[Pointing dataset records]
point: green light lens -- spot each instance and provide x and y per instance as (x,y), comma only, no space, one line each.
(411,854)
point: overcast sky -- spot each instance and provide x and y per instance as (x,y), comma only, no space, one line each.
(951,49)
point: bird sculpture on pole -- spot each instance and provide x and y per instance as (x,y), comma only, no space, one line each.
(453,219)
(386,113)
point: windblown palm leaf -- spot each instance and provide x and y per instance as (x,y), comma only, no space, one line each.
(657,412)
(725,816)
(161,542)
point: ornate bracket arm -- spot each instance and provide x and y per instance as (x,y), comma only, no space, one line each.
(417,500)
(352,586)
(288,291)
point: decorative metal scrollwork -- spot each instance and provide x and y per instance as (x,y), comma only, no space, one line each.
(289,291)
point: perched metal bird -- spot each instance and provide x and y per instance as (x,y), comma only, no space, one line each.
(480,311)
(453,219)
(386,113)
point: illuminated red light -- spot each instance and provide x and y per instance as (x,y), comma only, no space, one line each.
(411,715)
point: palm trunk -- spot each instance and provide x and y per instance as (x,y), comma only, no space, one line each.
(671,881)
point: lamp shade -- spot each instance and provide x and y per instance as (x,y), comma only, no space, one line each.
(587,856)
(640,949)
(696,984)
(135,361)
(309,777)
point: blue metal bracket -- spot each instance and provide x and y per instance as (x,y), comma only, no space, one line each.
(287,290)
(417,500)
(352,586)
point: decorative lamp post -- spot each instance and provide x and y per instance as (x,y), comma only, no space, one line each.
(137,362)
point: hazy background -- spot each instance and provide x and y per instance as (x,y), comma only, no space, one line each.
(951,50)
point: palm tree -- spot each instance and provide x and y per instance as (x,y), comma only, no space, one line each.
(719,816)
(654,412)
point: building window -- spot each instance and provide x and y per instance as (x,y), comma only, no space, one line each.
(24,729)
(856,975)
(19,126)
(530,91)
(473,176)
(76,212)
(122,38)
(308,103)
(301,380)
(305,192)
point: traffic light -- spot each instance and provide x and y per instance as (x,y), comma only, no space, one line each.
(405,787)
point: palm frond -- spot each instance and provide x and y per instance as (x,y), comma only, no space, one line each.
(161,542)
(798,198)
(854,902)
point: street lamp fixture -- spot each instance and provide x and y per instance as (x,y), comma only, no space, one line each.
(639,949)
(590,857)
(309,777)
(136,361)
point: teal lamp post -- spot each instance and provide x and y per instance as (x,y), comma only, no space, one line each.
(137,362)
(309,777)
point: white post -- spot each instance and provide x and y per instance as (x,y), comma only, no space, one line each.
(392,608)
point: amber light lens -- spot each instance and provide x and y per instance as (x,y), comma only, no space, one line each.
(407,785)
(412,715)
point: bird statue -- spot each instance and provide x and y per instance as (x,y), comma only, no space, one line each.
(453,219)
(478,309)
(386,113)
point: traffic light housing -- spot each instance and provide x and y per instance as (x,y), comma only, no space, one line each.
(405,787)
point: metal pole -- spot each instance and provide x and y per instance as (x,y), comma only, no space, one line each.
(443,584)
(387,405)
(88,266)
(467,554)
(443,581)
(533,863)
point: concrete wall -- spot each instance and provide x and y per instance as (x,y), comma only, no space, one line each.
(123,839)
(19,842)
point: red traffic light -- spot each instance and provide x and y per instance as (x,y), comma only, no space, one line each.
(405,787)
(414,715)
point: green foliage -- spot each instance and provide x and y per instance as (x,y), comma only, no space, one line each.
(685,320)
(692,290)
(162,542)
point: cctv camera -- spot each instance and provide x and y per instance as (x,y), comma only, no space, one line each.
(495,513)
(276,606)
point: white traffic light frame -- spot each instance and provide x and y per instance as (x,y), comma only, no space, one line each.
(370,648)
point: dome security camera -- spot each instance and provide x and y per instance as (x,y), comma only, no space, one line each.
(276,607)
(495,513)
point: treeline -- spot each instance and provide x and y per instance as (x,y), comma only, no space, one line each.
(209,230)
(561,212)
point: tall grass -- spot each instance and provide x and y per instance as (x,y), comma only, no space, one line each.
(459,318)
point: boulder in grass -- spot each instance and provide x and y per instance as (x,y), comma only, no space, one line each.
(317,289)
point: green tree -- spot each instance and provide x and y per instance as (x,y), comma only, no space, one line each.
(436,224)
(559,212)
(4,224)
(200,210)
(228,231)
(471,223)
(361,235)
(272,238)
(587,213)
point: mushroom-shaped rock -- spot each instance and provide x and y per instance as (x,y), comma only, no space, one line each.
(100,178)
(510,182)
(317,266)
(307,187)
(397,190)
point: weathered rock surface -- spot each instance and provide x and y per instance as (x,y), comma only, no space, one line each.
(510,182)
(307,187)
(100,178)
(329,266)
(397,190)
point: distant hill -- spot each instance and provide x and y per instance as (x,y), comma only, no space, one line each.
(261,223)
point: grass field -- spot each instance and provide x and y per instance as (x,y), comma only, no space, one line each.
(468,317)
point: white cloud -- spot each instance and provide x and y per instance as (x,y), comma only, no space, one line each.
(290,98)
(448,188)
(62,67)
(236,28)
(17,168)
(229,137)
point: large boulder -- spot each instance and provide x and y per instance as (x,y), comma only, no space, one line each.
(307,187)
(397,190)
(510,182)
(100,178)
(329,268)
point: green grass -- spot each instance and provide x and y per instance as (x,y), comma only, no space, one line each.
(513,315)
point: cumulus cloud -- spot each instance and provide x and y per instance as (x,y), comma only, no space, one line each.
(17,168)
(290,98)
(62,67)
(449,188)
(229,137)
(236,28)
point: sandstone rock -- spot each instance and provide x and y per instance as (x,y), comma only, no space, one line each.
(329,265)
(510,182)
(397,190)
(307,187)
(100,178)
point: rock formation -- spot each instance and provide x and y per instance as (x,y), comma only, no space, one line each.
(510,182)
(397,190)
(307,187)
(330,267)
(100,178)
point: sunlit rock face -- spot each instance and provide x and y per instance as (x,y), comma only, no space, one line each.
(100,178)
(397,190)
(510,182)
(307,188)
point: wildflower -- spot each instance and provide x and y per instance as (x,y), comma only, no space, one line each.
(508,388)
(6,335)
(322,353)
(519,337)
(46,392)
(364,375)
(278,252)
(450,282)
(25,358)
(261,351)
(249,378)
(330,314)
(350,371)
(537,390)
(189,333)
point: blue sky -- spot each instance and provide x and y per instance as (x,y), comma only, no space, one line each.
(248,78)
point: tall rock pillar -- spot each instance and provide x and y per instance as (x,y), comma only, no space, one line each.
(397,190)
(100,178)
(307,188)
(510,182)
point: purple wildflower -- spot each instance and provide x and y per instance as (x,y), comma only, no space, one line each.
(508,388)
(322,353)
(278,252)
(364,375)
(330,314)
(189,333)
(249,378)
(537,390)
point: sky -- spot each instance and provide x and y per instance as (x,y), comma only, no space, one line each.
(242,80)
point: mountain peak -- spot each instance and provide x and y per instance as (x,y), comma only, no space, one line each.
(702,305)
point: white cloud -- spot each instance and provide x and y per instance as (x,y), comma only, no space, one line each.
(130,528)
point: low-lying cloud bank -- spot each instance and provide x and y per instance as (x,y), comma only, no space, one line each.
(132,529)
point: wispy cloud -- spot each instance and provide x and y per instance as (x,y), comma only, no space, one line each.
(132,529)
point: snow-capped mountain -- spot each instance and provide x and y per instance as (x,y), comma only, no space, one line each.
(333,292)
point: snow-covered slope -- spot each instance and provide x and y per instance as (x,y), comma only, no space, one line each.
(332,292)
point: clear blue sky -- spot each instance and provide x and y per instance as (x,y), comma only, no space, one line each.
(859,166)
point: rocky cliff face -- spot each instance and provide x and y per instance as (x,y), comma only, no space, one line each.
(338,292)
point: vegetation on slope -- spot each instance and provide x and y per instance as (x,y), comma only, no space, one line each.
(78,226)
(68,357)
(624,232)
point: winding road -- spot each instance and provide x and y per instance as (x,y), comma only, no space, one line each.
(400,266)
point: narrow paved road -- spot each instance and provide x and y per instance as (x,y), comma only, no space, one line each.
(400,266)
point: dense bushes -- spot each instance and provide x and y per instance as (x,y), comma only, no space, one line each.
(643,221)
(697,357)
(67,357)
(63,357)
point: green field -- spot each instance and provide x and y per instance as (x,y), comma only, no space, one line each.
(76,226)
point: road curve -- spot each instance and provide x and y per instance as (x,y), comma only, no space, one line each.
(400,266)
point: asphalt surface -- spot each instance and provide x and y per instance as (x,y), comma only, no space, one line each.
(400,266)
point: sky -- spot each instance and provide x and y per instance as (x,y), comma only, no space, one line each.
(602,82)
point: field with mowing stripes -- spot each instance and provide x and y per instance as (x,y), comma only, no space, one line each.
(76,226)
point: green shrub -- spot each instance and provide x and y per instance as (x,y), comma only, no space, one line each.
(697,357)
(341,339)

The request: Give back exactly the lines from the line containing "point: winding road" to the end of the entries, and no other lines.

Written response:
point: winding road -- spot each instance and provide x and y per instance as (x,y), comma only, no space, one line each.
(400,266)
point: narrow paved road -- spot each instance and provide x and y per instance as (x,y), comma only, no space, one line each.
(400,266)
point: dense bushes -- spot each instance and provide x and y per instance as (x,y), comma only, no space, one line each.
(643,221)
(697,357)
(67,357)
(63,357)
point: green field -- spot each instance and provide x and y per instance as (x,y), comma only, no space, one line each.
(76,226)
point: road curve -- spot each instance and provide x and y per instance as (x,y), comma only, no space, one line each.
(400,266)
point: asphalt surface -- spot each instance and provide x and y per instance as (x,y), comma only, no space, one line each.
(400,266)
point: sky -- spot each instance and provide x and y per instance as (x,y), comma only, no space, one line each.
(602,82)
point: field with mowing stripes -- spot each instance and provide x and y per instance as (x,y), comma only, no space, one line each.
(76,226)
point: green shrub -- spot each instance and provide x and y per instance as (x,y), comma only, no space, one line each.
(697,357)
(341,339)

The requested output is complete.